-- Opening Marker --

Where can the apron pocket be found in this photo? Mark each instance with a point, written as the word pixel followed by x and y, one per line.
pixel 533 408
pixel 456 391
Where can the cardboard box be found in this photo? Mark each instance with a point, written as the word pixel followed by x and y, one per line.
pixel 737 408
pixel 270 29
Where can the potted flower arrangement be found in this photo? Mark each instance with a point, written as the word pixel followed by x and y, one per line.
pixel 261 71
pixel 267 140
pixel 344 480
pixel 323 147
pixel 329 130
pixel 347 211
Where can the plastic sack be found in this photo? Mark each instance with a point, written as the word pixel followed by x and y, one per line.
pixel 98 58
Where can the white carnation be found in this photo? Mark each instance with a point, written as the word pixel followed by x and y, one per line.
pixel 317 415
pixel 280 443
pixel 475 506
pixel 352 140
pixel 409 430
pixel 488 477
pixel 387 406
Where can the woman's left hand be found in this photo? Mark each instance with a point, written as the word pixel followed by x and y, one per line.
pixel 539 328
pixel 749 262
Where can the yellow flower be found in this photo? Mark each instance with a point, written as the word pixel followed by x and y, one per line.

-- Closing Marker --

* **TASK DIRECTIONS**: Line by line, repeat the listing exactly as written.

* **ANSWER AREA**:
Where can the apron pocket be found in this photo? Mark each instance with a point, written as the word pixel followed by x and y, one per line.
pixel 533 408
pixel 456 391
Where can the cardboard box be found in this photo? Mark each instance with a point, written as the word pixel followed by x and y, one per line.
pixel 737 408
pixel 270 29
Where can the potted flower arrangement be found in this photo? Mark each instance with a point, written as the word pixel followed by x and y, one per line.
pixel 261 71
pixel 267 140
pixel 344 480
pixel 323 147
pixel 329 130
pixel 347 211
Where can the plastic sack be found in this photo? Mark each instance with a point, written as the word pixel followed by x and y, one per line.
pixel 98 58
Where can the white carnation be found in this photo? Mark each instance with a point, written as the word pixel followed by x and y, one per line.
pixel 317 415
pixel 280 443
pixel 475 506
pixel 352 140
pixel 409 430
pixel 488 477
pixel 387 406
Where can the woman's left hand be found in this photo? Mark each instance with a point, written as the word pixel followed by x and y, one per line.
pixel 539 328
pixel 749 262
Where can the yellow flower be found in this photo? Mark each instance with a point, written as the word pixel followed by x and y, one per line.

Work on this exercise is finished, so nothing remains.